>>>>>

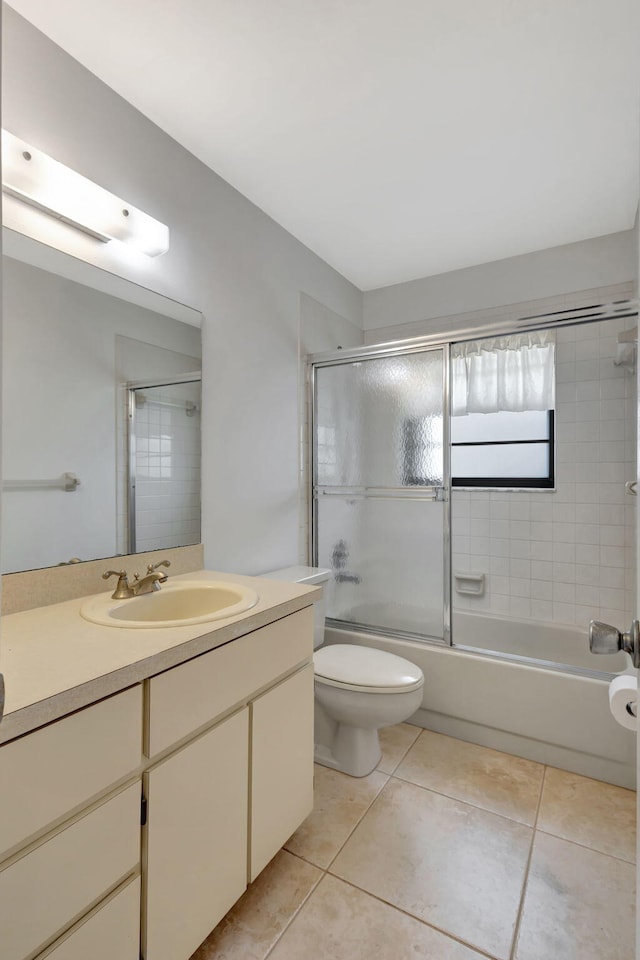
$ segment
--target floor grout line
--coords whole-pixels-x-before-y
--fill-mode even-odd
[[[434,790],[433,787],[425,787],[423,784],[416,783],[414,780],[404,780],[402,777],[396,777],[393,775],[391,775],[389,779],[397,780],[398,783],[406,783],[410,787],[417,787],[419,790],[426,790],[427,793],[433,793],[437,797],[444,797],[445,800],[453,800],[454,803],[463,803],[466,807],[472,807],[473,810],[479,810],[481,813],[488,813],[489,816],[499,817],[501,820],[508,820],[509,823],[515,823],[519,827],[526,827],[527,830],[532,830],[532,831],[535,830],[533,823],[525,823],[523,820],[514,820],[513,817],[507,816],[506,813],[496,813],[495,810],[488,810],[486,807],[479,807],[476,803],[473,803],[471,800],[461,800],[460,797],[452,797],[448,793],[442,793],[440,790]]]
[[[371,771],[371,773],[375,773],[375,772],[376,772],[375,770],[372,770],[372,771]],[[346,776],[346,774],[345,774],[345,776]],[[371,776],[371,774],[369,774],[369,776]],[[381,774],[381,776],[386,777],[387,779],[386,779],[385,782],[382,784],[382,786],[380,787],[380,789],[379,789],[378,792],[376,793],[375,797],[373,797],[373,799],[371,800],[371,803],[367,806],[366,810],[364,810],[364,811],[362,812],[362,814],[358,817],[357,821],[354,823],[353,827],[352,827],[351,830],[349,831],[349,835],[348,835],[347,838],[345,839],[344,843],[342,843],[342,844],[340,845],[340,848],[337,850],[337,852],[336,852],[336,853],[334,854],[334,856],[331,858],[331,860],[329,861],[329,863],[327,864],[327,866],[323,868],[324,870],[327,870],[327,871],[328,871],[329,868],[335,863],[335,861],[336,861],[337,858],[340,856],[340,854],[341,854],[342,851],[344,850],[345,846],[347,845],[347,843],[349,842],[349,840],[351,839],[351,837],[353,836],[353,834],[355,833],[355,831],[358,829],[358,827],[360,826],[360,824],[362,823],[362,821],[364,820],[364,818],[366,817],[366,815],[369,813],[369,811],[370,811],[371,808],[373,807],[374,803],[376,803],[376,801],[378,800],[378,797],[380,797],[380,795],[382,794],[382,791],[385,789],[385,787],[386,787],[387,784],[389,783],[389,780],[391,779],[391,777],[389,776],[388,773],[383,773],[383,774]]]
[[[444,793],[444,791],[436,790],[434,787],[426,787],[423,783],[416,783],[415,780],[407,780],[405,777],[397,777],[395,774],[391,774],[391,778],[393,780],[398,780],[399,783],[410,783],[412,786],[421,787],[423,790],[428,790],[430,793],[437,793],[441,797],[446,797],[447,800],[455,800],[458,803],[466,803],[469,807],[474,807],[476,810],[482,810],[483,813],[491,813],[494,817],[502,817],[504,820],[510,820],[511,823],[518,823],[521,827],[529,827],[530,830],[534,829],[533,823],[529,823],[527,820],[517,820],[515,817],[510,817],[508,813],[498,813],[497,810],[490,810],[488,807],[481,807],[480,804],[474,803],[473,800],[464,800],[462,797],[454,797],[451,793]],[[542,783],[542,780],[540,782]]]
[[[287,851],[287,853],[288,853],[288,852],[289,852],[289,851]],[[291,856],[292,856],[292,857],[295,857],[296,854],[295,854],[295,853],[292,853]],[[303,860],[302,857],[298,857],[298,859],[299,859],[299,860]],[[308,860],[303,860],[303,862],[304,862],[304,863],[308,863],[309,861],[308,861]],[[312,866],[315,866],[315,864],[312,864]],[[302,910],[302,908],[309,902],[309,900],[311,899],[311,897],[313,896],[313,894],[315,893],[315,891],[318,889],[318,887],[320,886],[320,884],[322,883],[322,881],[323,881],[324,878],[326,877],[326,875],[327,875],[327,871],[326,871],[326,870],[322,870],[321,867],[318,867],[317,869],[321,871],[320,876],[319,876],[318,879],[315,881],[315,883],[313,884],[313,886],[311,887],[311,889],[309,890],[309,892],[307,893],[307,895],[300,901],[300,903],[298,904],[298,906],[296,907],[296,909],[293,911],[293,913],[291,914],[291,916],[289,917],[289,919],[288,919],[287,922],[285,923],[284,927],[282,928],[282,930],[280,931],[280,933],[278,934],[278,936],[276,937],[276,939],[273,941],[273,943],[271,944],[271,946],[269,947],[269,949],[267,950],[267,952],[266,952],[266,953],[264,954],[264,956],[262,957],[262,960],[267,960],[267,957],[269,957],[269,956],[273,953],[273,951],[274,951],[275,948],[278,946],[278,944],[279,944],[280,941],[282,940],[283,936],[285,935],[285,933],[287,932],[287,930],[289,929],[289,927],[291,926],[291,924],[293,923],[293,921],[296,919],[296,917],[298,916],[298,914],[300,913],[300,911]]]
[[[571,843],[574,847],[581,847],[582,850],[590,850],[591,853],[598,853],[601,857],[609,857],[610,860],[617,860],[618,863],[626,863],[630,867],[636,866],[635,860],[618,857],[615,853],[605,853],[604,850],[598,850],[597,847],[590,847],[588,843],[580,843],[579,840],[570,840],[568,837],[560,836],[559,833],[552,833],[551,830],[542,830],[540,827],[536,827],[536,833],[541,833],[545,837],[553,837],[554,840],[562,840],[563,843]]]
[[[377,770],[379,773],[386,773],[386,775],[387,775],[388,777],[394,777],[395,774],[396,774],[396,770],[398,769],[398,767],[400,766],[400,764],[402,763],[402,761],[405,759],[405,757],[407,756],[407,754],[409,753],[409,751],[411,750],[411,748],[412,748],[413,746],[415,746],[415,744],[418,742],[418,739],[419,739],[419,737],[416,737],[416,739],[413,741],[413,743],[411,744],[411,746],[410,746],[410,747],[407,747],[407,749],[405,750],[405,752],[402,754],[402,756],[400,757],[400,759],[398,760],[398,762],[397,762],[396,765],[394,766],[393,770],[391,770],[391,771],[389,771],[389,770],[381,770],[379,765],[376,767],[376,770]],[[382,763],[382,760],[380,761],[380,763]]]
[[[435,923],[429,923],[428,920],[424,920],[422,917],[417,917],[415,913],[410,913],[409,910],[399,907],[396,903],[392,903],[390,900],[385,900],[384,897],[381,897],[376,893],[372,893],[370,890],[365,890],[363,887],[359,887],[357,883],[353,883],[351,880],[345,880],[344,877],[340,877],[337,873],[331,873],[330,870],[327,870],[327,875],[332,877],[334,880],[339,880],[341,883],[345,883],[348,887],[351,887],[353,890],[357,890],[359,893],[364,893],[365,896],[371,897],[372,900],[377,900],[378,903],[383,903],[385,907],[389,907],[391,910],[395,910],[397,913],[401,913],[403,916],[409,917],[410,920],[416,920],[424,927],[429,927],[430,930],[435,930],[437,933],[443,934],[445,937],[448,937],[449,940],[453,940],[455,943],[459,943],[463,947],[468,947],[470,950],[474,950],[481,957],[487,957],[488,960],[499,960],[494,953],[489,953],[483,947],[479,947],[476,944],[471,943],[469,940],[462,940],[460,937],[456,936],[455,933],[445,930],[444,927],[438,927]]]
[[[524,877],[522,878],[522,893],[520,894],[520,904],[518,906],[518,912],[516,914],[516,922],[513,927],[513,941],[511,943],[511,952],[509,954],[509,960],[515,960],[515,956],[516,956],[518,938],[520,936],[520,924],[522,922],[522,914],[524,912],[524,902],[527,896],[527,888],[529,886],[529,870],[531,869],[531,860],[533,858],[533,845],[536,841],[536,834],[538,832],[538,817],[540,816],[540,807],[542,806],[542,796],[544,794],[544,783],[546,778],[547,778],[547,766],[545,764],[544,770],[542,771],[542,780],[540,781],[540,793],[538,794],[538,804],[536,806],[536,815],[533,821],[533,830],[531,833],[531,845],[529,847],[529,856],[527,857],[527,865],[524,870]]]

<<<<<
>>>>>

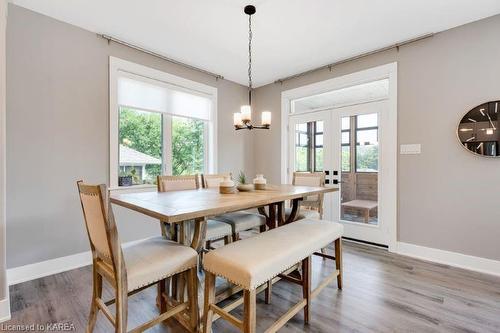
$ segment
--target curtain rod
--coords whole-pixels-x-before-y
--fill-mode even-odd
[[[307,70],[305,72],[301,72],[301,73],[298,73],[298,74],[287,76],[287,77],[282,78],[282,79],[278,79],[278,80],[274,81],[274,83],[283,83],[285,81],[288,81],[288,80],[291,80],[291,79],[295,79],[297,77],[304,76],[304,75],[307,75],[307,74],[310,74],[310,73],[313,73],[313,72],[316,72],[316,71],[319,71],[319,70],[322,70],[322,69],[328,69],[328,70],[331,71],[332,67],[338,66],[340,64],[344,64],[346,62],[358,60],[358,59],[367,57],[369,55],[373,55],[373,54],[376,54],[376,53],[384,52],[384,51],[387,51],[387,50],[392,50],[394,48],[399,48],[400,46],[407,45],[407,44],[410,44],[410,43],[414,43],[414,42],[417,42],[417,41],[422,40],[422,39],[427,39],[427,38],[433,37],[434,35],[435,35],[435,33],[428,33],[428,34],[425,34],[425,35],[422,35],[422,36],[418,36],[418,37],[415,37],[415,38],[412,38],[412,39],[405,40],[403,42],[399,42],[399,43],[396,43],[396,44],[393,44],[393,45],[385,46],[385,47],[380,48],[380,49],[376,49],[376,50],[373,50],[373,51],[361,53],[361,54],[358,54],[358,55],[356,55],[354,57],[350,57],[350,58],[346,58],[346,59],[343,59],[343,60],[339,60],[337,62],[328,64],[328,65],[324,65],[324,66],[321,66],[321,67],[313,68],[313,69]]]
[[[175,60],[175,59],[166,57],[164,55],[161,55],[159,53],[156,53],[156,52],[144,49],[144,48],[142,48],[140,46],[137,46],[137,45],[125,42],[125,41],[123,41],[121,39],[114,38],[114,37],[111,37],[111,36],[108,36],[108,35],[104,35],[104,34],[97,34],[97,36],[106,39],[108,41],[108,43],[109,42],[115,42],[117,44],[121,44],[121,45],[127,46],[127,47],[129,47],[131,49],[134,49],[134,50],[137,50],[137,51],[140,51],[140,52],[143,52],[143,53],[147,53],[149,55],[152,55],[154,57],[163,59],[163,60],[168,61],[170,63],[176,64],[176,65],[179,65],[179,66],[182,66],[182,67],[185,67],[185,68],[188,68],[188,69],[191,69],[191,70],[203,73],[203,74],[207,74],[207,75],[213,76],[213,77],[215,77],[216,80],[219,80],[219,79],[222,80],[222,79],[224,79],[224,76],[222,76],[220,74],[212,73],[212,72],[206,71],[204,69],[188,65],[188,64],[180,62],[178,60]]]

<<<<<

> **Task instructions**:
Taking the records above as input, show every line in which the word "target" is present.

> **Response to the exercise**:
--target floor grout line
--target curtain rod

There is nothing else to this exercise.